[start]

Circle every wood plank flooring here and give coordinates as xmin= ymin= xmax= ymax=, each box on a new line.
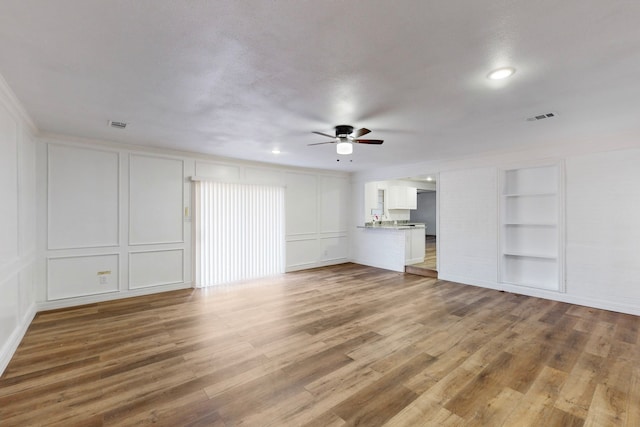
xmin=0 ymin=264 xmax=640 ymax=427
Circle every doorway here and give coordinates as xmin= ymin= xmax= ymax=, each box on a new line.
xmin=405 ymin=174 xmax=438 ymax=277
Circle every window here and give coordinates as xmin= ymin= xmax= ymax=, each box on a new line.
xmin=195 ymin=181 xmax=284 ymax=287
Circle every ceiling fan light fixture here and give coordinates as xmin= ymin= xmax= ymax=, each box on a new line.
xmin=336 ymin=141 xmax=353 ymax=155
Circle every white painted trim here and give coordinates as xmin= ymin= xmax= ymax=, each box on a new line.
xmin=285 ymin=257 xmax=351 ymax=273
xmin=127 ymin=248 xmax=185 ymax=290
xmin=37 ymin=282 xmax=193 ymax=312
xmin=45 ymin=252 xmax=122 ymax=301
xmin=438 ymin=272 xmax=640 ymax=316
xmin=0 ymin=303 xmax=36 ymax=377
xmin=45 ymin=143 xmax=122 ymax=251
xmin=127 ymin=153 xmax=186 ymax=246
xmin=0 ymin=74 xmax=39 ymax=135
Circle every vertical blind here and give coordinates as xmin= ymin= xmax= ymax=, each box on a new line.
xmin=195 ymin=181 xmax=285 ymax=287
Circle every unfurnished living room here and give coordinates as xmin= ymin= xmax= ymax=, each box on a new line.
xmin=0 ymin=0 xmax=640 ymax=427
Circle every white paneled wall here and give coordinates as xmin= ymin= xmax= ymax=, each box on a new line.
xmin=0 ymin=104 xmax=19 ymax=263
xmin=47 ymin=254 xmax=120 ymax=301
xmin=47 ymin=145 xmax=119 ymax=249
xmin=40 ymin=145 xmax=193 ymax=308
xmin=565 ymin=149 xmax=640 ymax=314
xmin=438 ymin=168 xmax=498 ymax=284
xmin=129 ymin=154 xmax=184 ymax=245
xmin=0 ymin=81 xmax=36 ymax=375
xmin=129 ymin=249 xmax=184 ymax=289
xmin=36 ymin=145 xmax=350 ymax=309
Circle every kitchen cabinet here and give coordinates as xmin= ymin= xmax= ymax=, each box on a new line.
xmin=387 ymin=186 xmax=418 ymax=209
xmin=404 ymin=227 xmax=425 ymax=265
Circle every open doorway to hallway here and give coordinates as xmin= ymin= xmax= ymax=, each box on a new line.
xmin=405 ymin=174 xmax=438 ymax=277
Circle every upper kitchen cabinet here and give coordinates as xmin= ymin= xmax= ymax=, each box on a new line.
xmin=387 ymin=185 xmax=418 ymax=209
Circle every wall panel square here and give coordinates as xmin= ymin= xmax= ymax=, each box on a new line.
xmin=47 ymin=254 xmax=119 ymax=300
xmin=285 ymin=173 xmax=318 ymax=236
xmin=129 ymin=154 xmax=184 ymax=245
xmin=129 ymin=249 xmax=184 ymax=289
xmin=47 ymin=144 xmax=119 ymax=249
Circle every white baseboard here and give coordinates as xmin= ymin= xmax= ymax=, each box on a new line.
xmin=0 ymin=304 xmax=36 ymax=377
xmin=438 ymin=272 xmax=640 ymax=316
xmin=38 ymin=282 xmax=193 ymax=311
xmin=285 ymin=258 xmax=350 ymax=273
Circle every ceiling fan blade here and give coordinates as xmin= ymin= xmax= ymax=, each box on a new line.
xmin=311 ymin=132 xmax=336 ymax=138
xmin=353 ymin=128 xmax=371 ymax=138
xmin=353 ymin=139 xmax=384 ymax=145
xmin=307 ymin=141 xmax=336 ymax=145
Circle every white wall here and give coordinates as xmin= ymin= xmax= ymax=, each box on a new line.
xmin=351 ymin=143 xmax=640 ymax=314
xmin=0 ymin=77 xmax=36 ymax=375
xmin=38 ymin=142 xmax=350 ymax=309
xmin=409 ymin=191 xmax=437 ymax=236
xmin=37 ymin=142 xmax=194 ymax=309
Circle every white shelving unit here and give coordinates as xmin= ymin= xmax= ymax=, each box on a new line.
xmin=499 ymin=163 xmax=564 ymax=292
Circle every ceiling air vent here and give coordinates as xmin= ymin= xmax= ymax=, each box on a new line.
xmin=527 ymin=113 xmax=557 ymax=122
xmin=109 ymin=120 xmax=127 ymax=129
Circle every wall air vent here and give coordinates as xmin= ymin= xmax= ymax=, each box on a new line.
xmin=109 ymin=120 xmax=127 ymax=129
xmin=527 ymin=113 xmax=557 ymax=122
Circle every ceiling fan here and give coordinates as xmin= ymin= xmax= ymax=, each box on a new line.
xmin=308 ymin=125 xmax=384 ymax=154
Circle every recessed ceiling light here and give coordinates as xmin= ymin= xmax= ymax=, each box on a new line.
xmin=109 ymin=120 xmax=128 ymax=129
xmin=487 ymin=67 xmax=516 ymax=80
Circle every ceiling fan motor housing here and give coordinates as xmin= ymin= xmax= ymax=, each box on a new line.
xmin=336 ymin=125 xmax=353 ymax=138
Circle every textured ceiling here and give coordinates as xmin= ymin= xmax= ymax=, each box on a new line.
xmin=0 ymin=0 xmax=640 ymax=170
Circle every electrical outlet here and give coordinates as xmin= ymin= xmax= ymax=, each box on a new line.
xmin=98 ymin=270 xmax=111 ymax=285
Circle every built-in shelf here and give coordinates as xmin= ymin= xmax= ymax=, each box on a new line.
xmin=504 ymin=251 xmax=558 ymax=259
xmin=502 ymin=222 xmax=558 ymax=227
xmin=502 ymin=193 xmax=557 ymax=197
xmin=499 ymin=164 xmax=564 ymax=291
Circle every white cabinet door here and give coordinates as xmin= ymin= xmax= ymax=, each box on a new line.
xmin=411 ymin=228 xmax=425 ymax=262
xmin=405 ymin=187 xmax=418 ymax=209
xmin=404 ymin=228 xmax=425 ymax=264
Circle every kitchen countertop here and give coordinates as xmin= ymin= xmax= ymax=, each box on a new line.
xmin=357 ymin=222 xmax=425 ymax=230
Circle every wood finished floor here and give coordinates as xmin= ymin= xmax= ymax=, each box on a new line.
xmin=0 ymin=264 xmax=640 ymax=427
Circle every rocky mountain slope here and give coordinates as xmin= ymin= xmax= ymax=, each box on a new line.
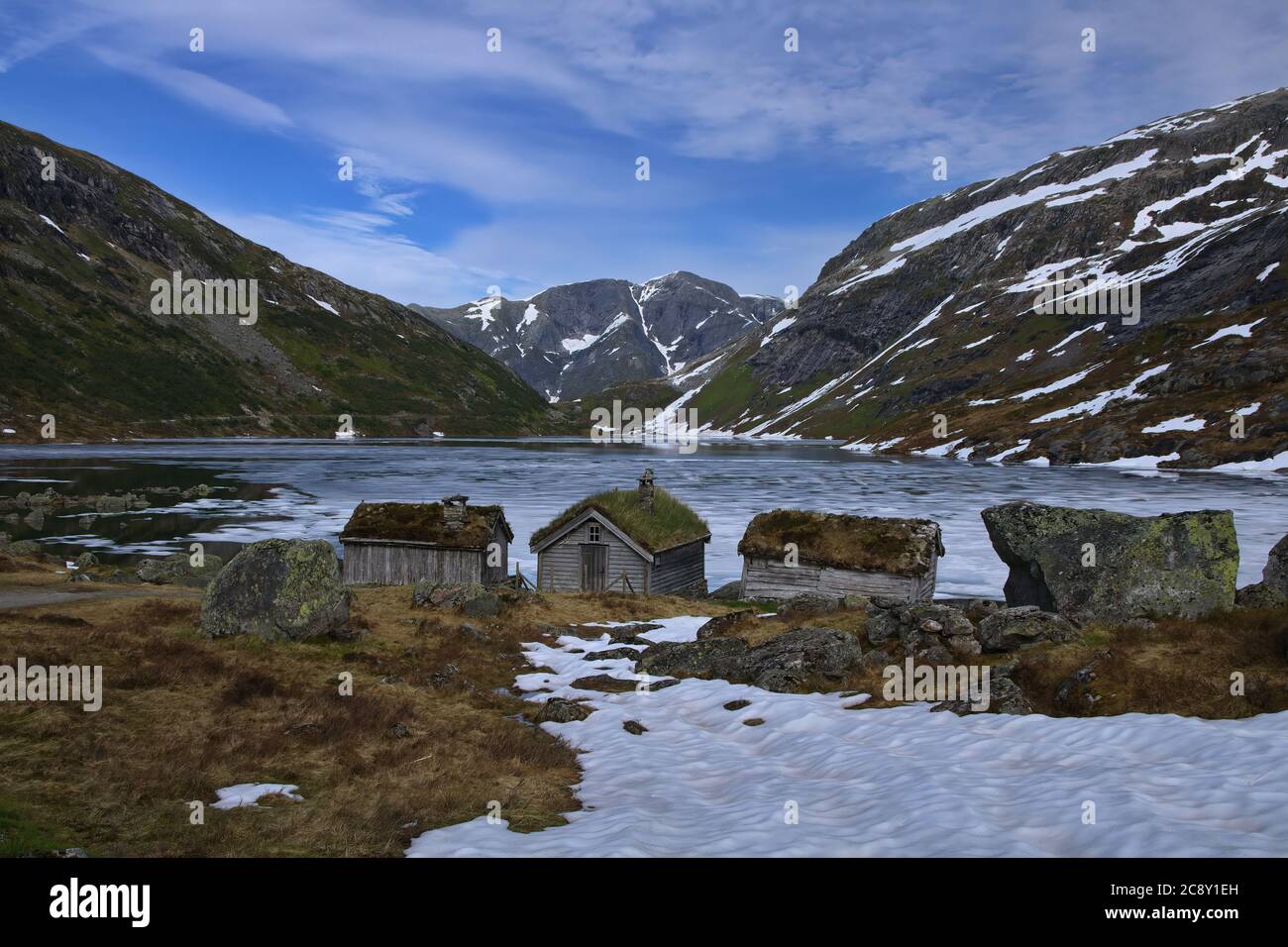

[end]

Given exercise:
Please turn all the rows above into a numbered list with one line per item, skipping blank lines and leaving out the pictures.

Answer for the task:
1. Circle every wood plank flooring here and give coordinates as xmin= ymin= xmax= ymax=, each box on a new line.
2. xmin=0 ymin=264 xmax=640 ymax=427
3. Circle every doorway here and give coordinates as xmin= ymin= xmax= ymax=, each box on a new line.
4. xmin=405 ymin=174 xmax=438 ymax=277
5. Circle every window here and give coordinates as xmin= ymin= xmax= ymax=, each box on a new line.
6. xmin=195 ymin=181 xmax=284 ymax=287
7. Circle every ceiling fan light fixture here and give coordinates as xmin= ymin= xmax= ymax=, each box on a new line.
8. xmin=336 ymin=141 xmax=353 ymax=155
9. Circle every white painted trim here and give coordinates as xmin= ymin= xmax= ymax=, each box on a new line.
10. xmin=285 ymin=257 xmax=351 ymax=273
11. xmin=127 ymin=248 xmax=185 ymax=290
12. xmin=37 ymin=282 xmax=193 ymax=312
13. xmin=45 ymin=252 xmax=122 ymax=301
14. xmin=438 ymin=272 xmax=640 ymax=316
15. xmin=0 ymin=303 xmax=36 ymax=377
16. xmin=45 ymin=143 xmax=122 ymax=251
17. xmin=127 ymin=153 xmax=186 ymax=246
18. xmin=0 ymin=74 xmax=39 ymax=135
19. Circle every vertical blind here and give coordinates as xmin= ymin= xmax= ymax=, each box on a new line.
20. xmin=195 ymin=181 xmax=285 ymax=287
21. Circle every unfurnished living room here and give coordinates as xmin= ymin= xmax= ymax=, each box on a new line.
22. xmin=0 ymin=0 xmax=640 ymax=427
23. Circle every white paneled wall here and give coordinates as xmin= ymin= xmax= ymax=, each box on a new line.
24. xmin=0 ymin=104 xmax=19 ymax=263
25. xmin=47 ymin=254 xmax=120 ymax=301
26. xmin=47 ymin=145 xmax=119 ymax=249
27. xmin=40 ymin=145 xmax=193 ymax=308
28. xmin=565 ymin=149 xmax=640 ymax=314
29. xmin=438 ymin=168 xmax=498 ymax=284
30. xmin=129 ymin=154 xmax=184 ymax=245
31. xmin=0 ymin=81 xmax=36 ymax=375
32. xmin=129 ymin=249 xmax=184 ymax=289
33. xmin=36 ymin=145 xmax=350 ymax=309
34. Circle every kitchen cabinet here and give coordinates as xmin= ymin= xmax= ymax=, each box on a new line.
35. xmin=387 ymin=186 xmax=418 ymax=209
36. xmin=404 ymin=227 xmax=425 ymax=265
37. Circle every open doorway to hallway here and give coordinates as xmin= ymin= xmax= ymax=, each box on a new line.
38. xmin=405 ymin=174 xmax=438 ymax=277
39. Circle every upper kitchen cabinet here and give coordinates as xmin= ymin= xmax= ymax=, each box on a new line.
40. xmin=387 ymin=185 xmax=418 ymax=209
41. Circle every wall panel square here and give coordinates as xmin= ymin= xmax= ymax=, each box on a new line.
42. xmin=47 ymin=254 xmax=119 ymax=300
43. xmin=285 ymin=173 xmax=318 ymax=236
44. xmin=129 ymin=154 xmax=184 ymax=245
45. xmin=129 ymin=249 xmax=184 ymax=289
46. xmin=47 ymin=144 xmax=119 ymax=249
47. Circle every white baseboard here and give coordinates as xmin= ymin= xmax= ymax=, each box on a new line.
48. xmin=0 ymin=304 xmax=36 ymax=377
49. xmin=438 ymin=272 xmax=640 ymax=316
50. xmin=38 ymin=282 xmax=193 ymax=311
51. xmin=285 ymin=258 xmax=350 ymax=273
52. Circle every ceiling fan blade here and give coordinates as xmin= ymin= xmax= ymax=, each box on a new line.
53. xmin=311 ymin=132 xmax=336 ymax=138
54. xmin=353 ymin=128 xmax=371 ymax=138
55. xmin=353 ymin=139 xmax=384 ymax=145
56. xmin=307 ymin=141 xmax=336 ymax=145
57. Circle every white wall here and give coordinates as xmin= ymin= xmax= ymax=, each box on a new line.
58. xmin=351 ymin=143 xmax=640 ymax=314
59. xmin=0 ymin=77 xmax=36 ymax=375
60. xmin=38 ymin=142 xmax=350 ymax=309
61. xmin=409 ymin=191 xmax=437 ymax=236
62. xmin=37 ymin=142 xmax=194 ymax=309
63. Circle every white shelving unit here and give coordinates as xmin= ymin= xmax= ymax=, each box on a new line.
64. xmin=499 ymin=163 xmax=564 ymax=292
65. Circle every ceiling air vent here and give coordinates as xmin= ymin= xmax= ymax=, each box on a new line.
66. xmin=527 ymin=113 xmax=557 ymax=122
67. xmin=109 ymin=120 xmax=127 ymax=129
68. Circle every wall air vent here and give coordinates as xmin= ymin= xmax= ymax=, each box on a new line.
69. xmin=109 ymin=120 xmax=127 ymax=129
70. xmin=527 ymin=113 xmax=557 ymax=122
71. Circle every ceiling fan here and give coordinates as xmin= ymin= xmax= ymax=, each box on a new line.
72. xmin=308 ymin=125 xmax=384 ymax=154
73. Circle every recessed ceiling light here and give coordinates as xmin= ymin= xmax= ymax=, each box on a new line.
74. xmin=109 ymin=120 xmax=128 ymax=129
75. xmin=487 ymin=67 xmax=516 ymax=80
76. Circle every ceiling fan motor housing here and give coordinates as xmin= ymin= xmax= ymax=, each box on a new line.
77. xmin=336 ymin=125 xmax=353 ymax=138
78. Circle every textured ceiling here and give coordinates as xmin= ymin= xmax= ymax=, each box on a new line.
79. xmin=0 ymin=0 xmax=640 ymax=170
80. Circle every electrical outlet here and give coordinates as xmin= ymin= xmax= ymax=, each box on a new line.
81. xmin=98 ymin=270 xmax=111 ymax=285
82. Circle every built-in shelf here and give coordinates as xmin= ymin= xmax= ymax=, each box on a new line.
83. xmin=504 ymin=251 xmax=558 ymax=259
84. xmin=502 ymin=222 xmax=558 ymax=227
85. xmin=502 ymin=193 xmax=557 ymax=197
86. xmin=499 ymin=164 xmax=564 ymax=291
87. Circle every white cabinet door here and give coordinates as xmin= ymin= xmax= ymax=, each box on a new line.
88. xmin=411 ymin=228 xmax=425 ymax=262
89. xmin=405 ymin=187 xmax=418 ymax=209
90. xmin=404 ymin=228 xmax=425 ymax=264
91. Circle every kitchen countertop here and give coordinates as xmin= ymin= xmax= ymax=, each box on a new line.
92. xmin=357 ymin=222 xmax=425 ymax=230
93. Circle every wood finished floor here and give coordinates as xmin= ymin= xmax= ymax=, each box on a new line.
94. xmin=0 ymin=264 xmax=640 ymax=427
95. Circle every rocky mountain slope here and give coordinates as xmin= ymin= xmax= ymax=, each box on a new line.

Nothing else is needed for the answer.